### Challenge
Convert the entries below, everything from the line containing "Question. Locate the headlight" down to the line containing "x=138 y=210", into a two-column CSV with the header input,output. Give one row per entry, with its text under input and its answer under output, each value in a single double-quoted field and any line breaks replaced by spaces.

### Records shown

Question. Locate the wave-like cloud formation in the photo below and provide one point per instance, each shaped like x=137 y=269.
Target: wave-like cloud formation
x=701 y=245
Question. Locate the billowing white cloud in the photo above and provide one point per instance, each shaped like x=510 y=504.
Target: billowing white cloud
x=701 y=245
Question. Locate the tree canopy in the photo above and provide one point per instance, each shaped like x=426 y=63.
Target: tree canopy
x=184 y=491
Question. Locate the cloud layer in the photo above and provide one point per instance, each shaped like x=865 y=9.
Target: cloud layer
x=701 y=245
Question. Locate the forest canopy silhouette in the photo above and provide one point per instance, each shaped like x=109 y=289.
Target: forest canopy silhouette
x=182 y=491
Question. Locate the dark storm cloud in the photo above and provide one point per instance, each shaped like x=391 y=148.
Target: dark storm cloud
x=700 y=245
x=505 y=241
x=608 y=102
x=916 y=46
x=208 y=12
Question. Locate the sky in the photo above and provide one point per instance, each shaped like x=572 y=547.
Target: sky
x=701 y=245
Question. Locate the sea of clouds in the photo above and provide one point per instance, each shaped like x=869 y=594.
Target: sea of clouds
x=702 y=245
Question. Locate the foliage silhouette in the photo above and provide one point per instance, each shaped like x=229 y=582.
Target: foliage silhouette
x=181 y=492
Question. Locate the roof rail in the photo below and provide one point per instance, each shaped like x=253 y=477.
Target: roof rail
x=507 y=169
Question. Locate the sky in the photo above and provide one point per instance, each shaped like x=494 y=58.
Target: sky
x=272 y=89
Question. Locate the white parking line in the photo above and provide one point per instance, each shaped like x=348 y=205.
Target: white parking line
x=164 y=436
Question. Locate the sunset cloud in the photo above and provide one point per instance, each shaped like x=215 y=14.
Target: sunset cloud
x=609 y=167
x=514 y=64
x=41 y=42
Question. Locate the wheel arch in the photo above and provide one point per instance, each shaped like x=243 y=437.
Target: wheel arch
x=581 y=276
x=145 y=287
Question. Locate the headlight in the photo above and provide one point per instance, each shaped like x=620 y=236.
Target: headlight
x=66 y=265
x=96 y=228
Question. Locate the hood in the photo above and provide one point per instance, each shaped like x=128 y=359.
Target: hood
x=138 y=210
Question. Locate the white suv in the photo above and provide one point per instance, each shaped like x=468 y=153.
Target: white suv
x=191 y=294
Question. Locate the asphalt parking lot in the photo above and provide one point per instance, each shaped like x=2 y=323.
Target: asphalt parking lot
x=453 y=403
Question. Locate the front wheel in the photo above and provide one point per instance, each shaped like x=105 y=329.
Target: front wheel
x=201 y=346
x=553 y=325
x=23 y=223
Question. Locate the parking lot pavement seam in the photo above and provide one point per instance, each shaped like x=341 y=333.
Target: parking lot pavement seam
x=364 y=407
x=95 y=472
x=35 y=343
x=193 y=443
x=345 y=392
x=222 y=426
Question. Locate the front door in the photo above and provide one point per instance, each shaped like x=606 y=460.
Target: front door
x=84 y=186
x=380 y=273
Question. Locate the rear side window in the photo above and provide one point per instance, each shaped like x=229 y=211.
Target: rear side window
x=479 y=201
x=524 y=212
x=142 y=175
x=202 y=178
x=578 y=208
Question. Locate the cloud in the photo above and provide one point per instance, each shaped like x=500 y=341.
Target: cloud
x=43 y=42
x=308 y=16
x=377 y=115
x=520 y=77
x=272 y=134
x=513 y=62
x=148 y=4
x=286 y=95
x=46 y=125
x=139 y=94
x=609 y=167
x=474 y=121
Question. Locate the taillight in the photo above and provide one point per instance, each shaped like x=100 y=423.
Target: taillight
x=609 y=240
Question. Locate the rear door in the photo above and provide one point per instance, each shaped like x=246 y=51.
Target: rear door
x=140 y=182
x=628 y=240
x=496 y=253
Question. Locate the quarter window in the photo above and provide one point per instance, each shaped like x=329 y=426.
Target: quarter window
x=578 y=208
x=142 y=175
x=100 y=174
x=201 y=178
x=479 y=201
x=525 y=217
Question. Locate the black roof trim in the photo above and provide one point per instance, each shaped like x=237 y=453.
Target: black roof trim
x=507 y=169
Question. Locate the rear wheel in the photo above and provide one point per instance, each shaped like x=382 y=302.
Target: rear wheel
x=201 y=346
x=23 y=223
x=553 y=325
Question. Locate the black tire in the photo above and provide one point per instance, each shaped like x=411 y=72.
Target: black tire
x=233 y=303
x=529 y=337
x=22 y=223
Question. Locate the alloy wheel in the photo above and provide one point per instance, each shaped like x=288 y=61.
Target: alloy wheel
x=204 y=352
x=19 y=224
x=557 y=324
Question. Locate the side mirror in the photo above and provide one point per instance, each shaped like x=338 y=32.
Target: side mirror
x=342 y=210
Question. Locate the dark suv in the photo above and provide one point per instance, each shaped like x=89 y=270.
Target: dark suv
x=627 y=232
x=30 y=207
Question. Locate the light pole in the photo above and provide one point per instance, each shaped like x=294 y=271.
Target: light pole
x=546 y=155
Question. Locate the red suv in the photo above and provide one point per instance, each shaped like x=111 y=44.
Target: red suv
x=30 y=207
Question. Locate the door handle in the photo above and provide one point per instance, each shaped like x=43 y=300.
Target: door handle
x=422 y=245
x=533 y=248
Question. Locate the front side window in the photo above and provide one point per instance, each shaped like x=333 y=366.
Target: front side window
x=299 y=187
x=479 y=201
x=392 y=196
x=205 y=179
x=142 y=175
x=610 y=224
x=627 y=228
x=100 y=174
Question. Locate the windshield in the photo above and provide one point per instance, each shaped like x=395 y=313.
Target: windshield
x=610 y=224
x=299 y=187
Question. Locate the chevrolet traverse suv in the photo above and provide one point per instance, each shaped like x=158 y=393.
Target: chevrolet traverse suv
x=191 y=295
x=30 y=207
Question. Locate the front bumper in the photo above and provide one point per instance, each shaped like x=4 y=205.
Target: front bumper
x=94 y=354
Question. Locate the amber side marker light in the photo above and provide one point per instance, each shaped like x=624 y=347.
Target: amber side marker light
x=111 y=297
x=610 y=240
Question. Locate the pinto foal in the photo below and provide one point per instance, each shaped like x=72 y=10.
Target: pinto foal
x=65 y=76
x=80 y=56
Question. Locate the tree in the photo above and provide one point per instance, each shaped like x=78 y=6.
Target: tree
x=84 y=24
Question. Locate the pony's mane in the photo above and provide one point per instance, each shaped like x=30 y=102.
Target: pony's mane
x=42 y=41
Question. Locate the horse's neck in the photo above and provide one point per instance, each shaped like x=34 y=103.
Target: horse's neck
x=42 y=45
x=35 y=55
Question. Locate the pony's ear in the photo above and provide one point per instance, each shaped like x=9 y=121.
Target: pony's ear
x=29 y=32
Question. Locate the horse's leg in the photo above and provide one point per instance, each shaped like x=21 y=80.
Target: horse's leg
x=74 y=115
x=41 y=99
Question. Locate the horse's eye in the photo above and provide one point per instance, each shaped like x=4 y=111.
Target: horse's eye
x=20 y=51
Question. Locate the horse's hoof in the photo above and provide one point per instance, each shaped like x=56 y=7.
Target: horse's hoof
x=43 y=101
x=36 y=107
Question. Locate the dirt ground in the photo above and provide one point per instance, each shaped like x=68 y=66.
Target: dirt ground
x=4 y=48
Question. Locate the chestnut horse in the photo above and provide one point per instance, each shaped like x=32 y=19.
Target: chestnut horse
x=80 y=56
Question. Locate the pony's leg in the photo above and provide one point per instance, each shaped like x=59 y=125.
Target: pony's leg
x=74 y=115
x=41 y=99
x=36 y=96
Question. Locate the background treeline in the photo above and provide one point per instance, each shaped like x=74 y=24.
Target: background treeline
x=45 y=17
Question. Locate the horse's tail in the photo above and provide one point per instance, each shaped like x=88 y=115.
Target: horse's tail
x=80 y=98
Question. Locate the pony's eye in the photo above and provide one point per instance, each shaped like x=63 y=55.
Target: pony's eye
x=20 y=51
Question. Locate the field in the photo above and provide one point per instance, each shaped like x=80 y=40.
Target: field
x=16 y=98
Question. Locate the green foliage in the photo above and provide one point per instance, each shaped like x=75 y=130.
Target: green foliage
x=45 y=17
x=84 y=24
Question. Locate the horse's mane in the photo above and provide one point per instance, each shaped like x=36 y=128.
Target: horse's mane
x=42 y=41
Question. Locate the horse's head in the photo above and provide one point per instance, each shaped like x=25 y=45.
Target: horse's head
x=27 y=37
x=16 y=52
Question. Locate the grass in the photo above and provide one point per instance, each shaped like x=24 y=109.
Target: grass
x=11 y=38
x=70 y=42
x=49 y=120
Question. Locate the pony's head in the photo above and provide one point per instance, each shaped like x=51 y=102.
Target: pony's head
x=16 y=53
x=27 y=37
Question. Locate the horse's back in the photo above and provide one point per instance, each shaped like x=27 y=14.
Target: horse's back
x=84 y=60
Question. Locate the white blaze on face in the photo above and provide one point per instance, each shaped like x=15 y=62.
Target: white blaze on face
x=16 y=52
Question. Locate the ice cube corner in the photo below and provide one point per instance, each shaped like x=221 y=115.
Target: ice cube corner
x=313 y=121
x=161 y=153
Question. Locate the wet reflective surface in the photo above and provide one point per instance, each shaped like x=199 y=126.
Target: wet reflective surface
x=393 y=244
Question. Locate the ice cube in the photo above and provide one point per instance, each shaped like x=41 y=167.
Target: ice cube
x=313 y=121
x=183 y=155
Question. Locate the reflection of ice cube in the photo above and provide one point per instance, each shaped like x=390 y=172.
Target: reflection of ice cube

### Task output
input,output
"Question. Locate the headlight in the photo above and provide one point per instance, each shaped like x=620 y=236. Target: headlight","x=66 y=265 x=96 y=228"
"Question. Locate the hood in the photo above and provide one point per instance, each shaped like x=128 y=359. Target: hood","x=138 y=210"